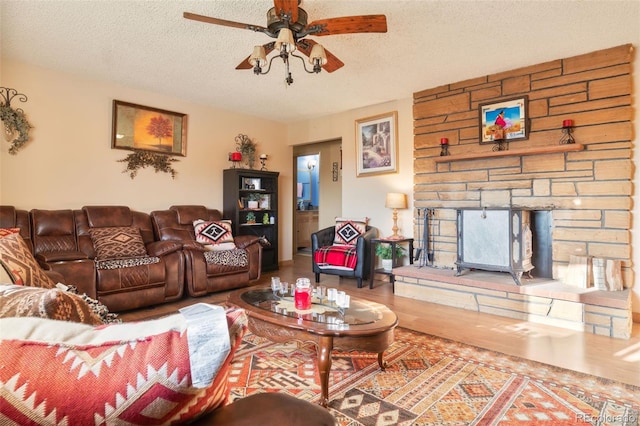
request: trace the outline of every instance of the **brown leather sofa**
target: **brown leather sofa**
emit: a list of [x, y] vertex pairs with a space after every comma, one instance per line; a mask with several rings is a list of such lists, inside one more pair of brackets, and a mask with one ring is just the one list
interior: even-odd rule
[[0, 206], [0, 228], [20, 228], [20, 236], [29, 248], [33, 249], [31, 224], [27, 210], [19, 210], [13, 206]]
[[[0, 228], [19, 228], [20, 236], [33, 250], [31, 222], [27, 210], [16, 209], [14, 206], [0, 206]], [[58, 272], [45, 270], [45, 273], [56, 283], [64, 281], [64, 276]]]
[[[0, 226], [20, 228], [45, 271], [119, 312], [178, 300], [186, 292], [197, 297], [244, 287], [260, 278], [262, 246], [255, 236], [237, 236], [244, 249], [244, 266], [207, 262], [204, 247], [195, 241], [193, 221], [220, 220], [218, 210], [204, 206], [172, 206], [152, 214], [126, 206], [86, 206], [79, 210], [19, 210], [0, 206]], [[146, 254], [157, 263], [113, 269], [100, 262], [91, 239], [92, 229], [134, 227]]]
[[185, 281], [190, 296], [246, 287], [260, 278], [262, 246], [256, 236], [234, 236], [236, 247], [246, 251], [246, 266], [207, 262], [204, 246], [196, 241], [193, 222], [197, 219], [221, 220], [222, 213], [219, 210], [197, 205], [171, 206], [168, 210], [151, 212], [151, 219], [160, 241], [181, 244], [186, 262]]
[[[182, 298], [181, 246], [156, 241], [149, 214], [126, 206], [87, 206], [73, 211], [34, 209], [30, 213], [34, 255], [38, 262], [44, 269], [61, 273], [66, 284], [75, 285], [79, 292], [98, 299], [111, 311]], [[146, 258], [153, 258], [153, 262], [114, 261], [101, 266], [90, 232], [117, 227], [137, 229]]]

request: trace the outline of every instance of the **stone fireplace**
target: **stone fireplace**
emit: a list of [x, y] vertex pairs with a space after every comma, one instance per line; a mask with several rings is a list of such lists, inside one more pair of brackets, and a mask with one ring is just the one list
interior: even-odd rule
[[[531, 221], [535, 225], [529, 226], [533, 281], [525, 280], [518, 286], [509, 277], [511, 282], [505, 285], [511, 289], [497, 290], [499, 295], [505, 291], [511, 294], [506, 300], [527, 299], [534, 291], [527, 289], [532, 283], [535, 287], [561, 283], [571, 256], [620, 260], [625, 287], [633, 284], [631, 61], [632, 46], [623, 45], [414, 94], [414, 205], [416, 210], [432, 211], [432, 241], [428, 244], [433, 259], [430, 267], [422, 271], [437, 275], [437, 279], [430, 277], [426, 281], [444, 280], [446, 285], [477, 288], [466, 283], [468, 274], [464, 271], [455, 277], [461, 255], [458, 212], [491, 209], [544, 213], [535, 213]], [[508, 143], [505, 151], [492, 151], [491, 145], [481, 145], [479, 105], [525, 95], [528, 138]], [[560, 144], [566, 119], [575, 123], [574, 144]], [[449, 156], [440, 155], [438, 141], [442, 138], [449, 141]], [[421, 248], [425, 242], [418, 238], [419, 220], [416, 214], [414, 236], [416, 247]], [[464, 259], [464, 254], [462, 263], [463, 270], [475, 264]], [[397, 278], [396, 292], [415, 297], [420, 293], [415, 288], [420, 277], [409, 273], [409, 268], [403, 269], [407, 269], [406, 279]], [[487, 272], [492, 277], [491, 285], [499, 281], [496, 274], [504, 275], [504, 268], [486, 269], [491, 271]], [[509, 269], [513, 270], [513, 265]], [[515, 269], [516, 274], [527, 272], [522, 265]], [[404, 284], [410, 288], [403, 288]], [[510, 293], [512, 289], [516, 290]], [[560, 298], [545, 293], [555, 306], [541, 302], [546, 306], [541, 310], [547, 315], [556, 309], [560, 322], [571, 318], [569, 321], [576, 320], [587, 331], [624, 337], [631, 324], [629, 290], [625, 292], [615, 292], [622, 294], [612, 295], [615, 301], [611, 303], [600, 297], [600, 305], [594, 306], [611, 305], [604, 308], [614, 310], [602, 317], [598, 316], [598, 309], [595, 317], [589, 317], [582, 296], [572, 291], [570, 296]], [[534, 291], [533, 296], [538, 293]], [[470, 305], [475, 309], [479, 303], [474, 297]], [[571, 307], [560, 309], [561, 302]], [[587, 305], [591, 302], [592, 299]], [[578, 309], [573, 303], [582, 307]], [[517, 311], [513, 307], [492, 308], [498, 310]], [[572, 310], [575, 312], [569, 312]], [[518, 312], [517, 315], [528, 315], [526, 309]], [[601, 327], [600, 322], [607, 324]], [[616, 323], [623, 324], [622, 329], [612, 325]]]

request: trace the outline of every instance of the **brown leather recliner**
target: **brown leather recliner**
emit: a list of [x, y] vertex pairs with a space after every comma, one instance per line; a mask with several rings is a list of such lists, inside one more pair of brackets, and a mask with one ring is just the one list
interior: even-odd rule
[[33, 248], [27, 210], [16, 209], [14, 206], [0, 206], [0, 228], [20, 228], [20, 236], [30, 249]]
[[[0, 206], [0, 228], [20, 228], [20, 236], [33, 252], [29, 211], [16, 209], [14, 206]], [[65, 283], [65, 279], [62, 274], [42, 264], [40, 266], [43, 267], [45, 273], [53, 282]]]
[[182, 244], [185, 262], [187, 292], [190, 296], [246, 287], [260, 278], [262, 246], [259, 237], [234, 236], [236, 247], [246, 250], [248, 265], [220, 265], [208, 263], [205, 248], [196, 241], [193, 222], [198, 219], [217, 221], [222, 219], [219, 210], [205, 206], [171, 206], [169, 210], [151, 212], [156, 239], [178, 241]]
[[[140, 231], [148, 256], [159, 262], [141, 264], [127, 261], [96, 262], [96, 298], [111, 311], [152, 306], [182, 298], [184, 291], [184, 257], [181, 245], [172, 241], [155, 241], [151, 218], [126, 206], [85, 206], [74, 210], [78, 249], [89, 259], [96, 259], [90, 230], [133, 227]], [[105, 261], [106, 262], [106, 261]]]
[[45, 270], [62, 274], [67, 285], [96, 298], [96, 272], [92, 259], [78, 249], [73, 210], [39, 210], [30, 214], [33, 254]]

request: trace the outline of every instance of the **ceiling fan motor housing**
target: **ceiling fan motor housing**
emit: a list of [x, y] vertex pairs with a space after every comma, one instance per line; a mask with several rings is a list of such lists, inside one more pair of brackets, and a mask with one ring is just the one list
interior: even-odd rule
[[276, 8], [272, 7], [267, 12], [267, 28], [273, 34], [278, 34], [282, 28], [289, 28], [293, 32], [294, 38], [298, 39], [298, 33], [307, 27], [308, 15], [303, 9], [298, 8], [298, 20], [296, 22], [288, 22], [282, 19], [276, 12]]

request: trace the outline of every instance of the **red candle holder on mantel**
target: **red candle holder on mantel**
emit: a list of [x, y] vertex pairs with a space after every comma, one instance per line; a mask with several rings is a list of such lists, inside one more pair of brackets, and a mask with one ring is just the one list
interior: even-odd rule
[[238, 151], [230, 152], [229, 161], [233, 163], [232, 168], [235, 169], [236, 167], [238, 167], [238, 164], [240, 164], [240, 162], [242, 161], [242, 153]]
[[560, 145], [567, 145], [576, 143], [573, 138], [573, 120], [562, 120], [562, 137], [560, 138]]
[[440, 157], [449, 155], [449, 139], [440, 138]]

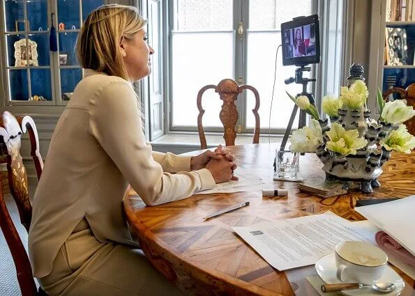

:::::

_Problem description_:
Reproduce the listing above verbatim, line for line, leaving out the pictures.

_The result_:
request: trace the outline of every instance of the **brown leather sofa**
target: **brown leather sofa**
emit: a list of [x, y] vertex pairs with a space after every comma, one instance per line; a mask with several rings is a list of such lists, inside one more pair of brackets, and a mask with one ring is just the one list
interior: even-odd rule
[[0, 206], [0, 228], [20, 228], [20, 236], [29, 248], [33, 249], [31, 224], [27, 210], [19, 210], [13, 206]]
[[[0, 228], [19, 228], [20, 236], [33, 250], [31, 222], [27, 210], [16, 209], [14, 206], [0, 206]], [[58, 272], [45, 270], [45, 273], [56, 283], [64, 281], [64, 276]]]
[[[0, 226], [20, 228], [45, 271], [119, 312], [178, 300], [186, 292], [197, 297], [244, 287], [260, 278], [262, 246], [255, 236], [237, 236], [244, 249], [244, 266], [207, 262], [204, 247], [195, 241], [193, 221], [220, 220], [218, 210], [204, 206], [172, 206], [152, 214], [126, 206], [86, 206], [79, 210], [19, 210], [0, 206]], [[146, 254], [157, 263], [113, 269], [100, 262], [91, 239], [92, 229], [134, 227]]]
[[185, 281], [190, 296], [246, 287], [260, 278], [262, 246], [256, 236], [234, 236], [236, 247], [246, 251], [246, 266], [207, 262], [204, 246], [196, 241], [193, 222], [197, 219], [221, 220], [222, 213], [219, 210], [197, 205], [171, 206], [168, 210], [151, 212], [151, 219], [160, 241], [181, 244], [186, 262]]
[[[182, 298], [181, 246], [156, 241], [149, 214], [126, 206], [87, 206], [73, 211], [34, 209], [30, 213], [34, 255], [38, 262], [44, 269], [61, 273], [66, 284], [75, 285], [79, 292], [98, 299], [111, 311]], [[146, 258], [153, 258], [153, 262], [114, 261], [101, 266], [90, 232], [117, 227], [137, 229]]]

request: trace the outline of every instance of the **stone fireplace**
target: **stone fireplace**
emit: a list of [x, y] vertex pairs with a space after every comma, one instance per line; a mask with several rings is a list of such lists, inside one more pair of brackets, and a mask with one ring is just the one list
interior: even-odd rule
[[[531, 221], [535, 225], [529, 226], [533, 281], [525, 280], [518, 286], [509, 277], [511, 282], [505, 285], [511, 289], [497, 290], [499, 295], [505, 291], [511, 294], [506, 300], [527, 299], [534, 291], [527, 289], [532, 283], [535, 287], [561, 283], [571, 256], [620, 260], [625, 287], [633, 284], [631, 61], [632, 46], [623, 45], [414, 94], [414, 205], [416, 210], [432, 211], [432, 241], [428, 244], [433, 259], [430, 267], [422, 271], [437, 275], [437, 279], [430, 277], [426, 281], [444, 280], [446, 285], [477, 288], [466, 283], [468, 274], [464, 271], [455, 277], [461, 255], [458, 212], [491, 209], [544, 213], [535, 213]], [[508, 143], [505, 151], [492, 151], [491, 145], [481, 145], [479, 105], [525, 95], [528, 138]], [[560, 144], [566, 119], [575, 123], [574, 144]], [[449, 156], [440, 155], [438, 141], [442, 138], [449, 141]], [[421, 248], [425, 242], [418, 238], [419, 220], [416, 214], [414, 236], [416, 247]], [[464, 259], [464, 254], [462, 263], [463, 270], [475, 264]], [[397, 278], [396, 292], [415, 297], [420, 293], [415, 288], [420, 277], [409, 273], [409, 268], [403, 269], [407, 269], [406, 279]], [[487, 272], [492, 277], [491, 285], [499, 281], [496, 274], [504, 275], [504, 268], [486, 269], [491, 271]], [[509, 269], [513, 270], [513, 265]], [[515, 269], [516, 274], [527, 272], [522, 265]], [[404, 284], [410, 288], [403, 288]], [[510, 293], [512, 289], [516, 290]], [[560, 298], [545, 293], [555, 306], [541, 302], [546, 306], [541, 310], [547, 315], [556, 309], [560, 322], [571, 318], [569, 321], [576, 320], [587, 331], [624, 337], [631, 324], [629, 290], [625, 292], [615, 292], [622, 294], [612, 295], [615, 301], [611, 303], [600, 297], [600, 305], [594, 306], [611, 305], [604, 308], [614, 310], [602, 317], [598, 316], [598, 309], [595, 317], [589, 317], [582, 296], [572, 291], [570, 296]], [[534, 291], [533, 296], [538, 293]], [[470, 305], [475, 309], [479, 303], [474, 297]], [[571, 307], [560, 309], [561, 302]], [[587, 305], [591, 302], [592, 299]], [[578, 309], [573, 303], [582, 307]], [[517, 311], [513, 307], [492, 308], [498, 310]], [[572, 310], [575, 312], [569, 312]], [[518, 312], [517, 315], [528, 315], [526, 309]], [[601, 327], [600, 322], [607, 324]], [[616, 323], [623, 324], [622, 329], [612, 325]]]

request: trace the outline of every instance of the **brown leather recliner**
target: **brown leather recliner**
emit: a list of [x, y] vertex pairs with a space after every comma, one instance per line; a mask with several rings is a list of such lists, inside one more pair of brackets, and a mask with one ring is just the one list
interior: even-odd rule
[[33, 248], [27, 210], [16, 209], [14, 206], [0, 206], [0, 228], [20, 228], [20, 236], [30, 249]]
[[[0, 206], [0, 228], [20, 228], [20, 236], [33, 252], [29, 211], [16, 209], [14, 206]], [[65, 283], [65, 279], [62, 274], [42, 264], [40, 266], [43, 267], [45, 273], [53, 282]]]
[[182, 244], [185, 262], [187, 292], [190, 296], [246, 287], [260, 278], [262, 246], [259, 237], [234, 236], [236, 247], [246, 250], [248, 265], [220, 265], [208, 263], [205, 248], [196, 241], [193, 222], [198, 219], [217, 221], [222, 219], [219, 210], [205, 206], [171, 206], [169, 210], [151, 212], [156, 239], [178, 241]]
[[[140, 231], [148, 256], [159, 262], [141, 264], [127, 261], [96, 262], [96, 298], [111, 311], [152, 306], [182, 298], [184, 291], [184, 257], [181, 245], [172, 241], [155, 241], [151, 218], [126, 206], [85, 206], [74, 210], [78, 249], [89, 259], [96, 259], [90, 230], [133, 227]], [[105, 261], [106, 262], [106, 261]]]
[[45, 270], [62, 274], [67, 285], [96, 298], [96, 272], [92, 259], [78, 249], [73, 210], [39, 210], [30, 214], [33, 254]]

request: trace the outline of every instance of the **ceiling fan motor housing**
target: **ceiling fan motor housing**
emit: a list of [x, y] vertex pairs with a space after every comma, one instance per line; a mask with several rings is a list of such lists, inside one more pair of brackets, and a mask with one ring is just the one list
interior: even-odd rule
[[276, 8], [272, 7], [267, 12], [267, 28], [273, 34], [278, 34], [282, 28], [289, 28], [293, 32], [294, 38], [298, 39], [298, 33], [307, 27], [308, 15], [303, 9], [298, 8], [298, 20], [296, 22], [288, 22], [282, 19], [276, 12]]

request: trace the outline of every instance of the **red candle holder on mantel**
target: **red candle holder on mantel**
emit: a list of [x, y] vertex pairs with a space after every comma, one instance per line; a mask with several rings is a list of such lists, inside one more pair of brackets, and a mask with one ring is just the one list
interior: even-odd rule
[[238, 151], [230, 152], [229, 161], [233, 163], [232, 168], [235, 169], [236, 167], [238, 167], [238, 164], [240, 164], [240, 162], [242, 161], [242, 153]]
[[560, 145], [567, 145], [576, 143], [573, 138], [573, 120], [562, 120], [562, 137], [560, 138]]
[[440, 157], [449, 155], [449, 139], [440, 138]]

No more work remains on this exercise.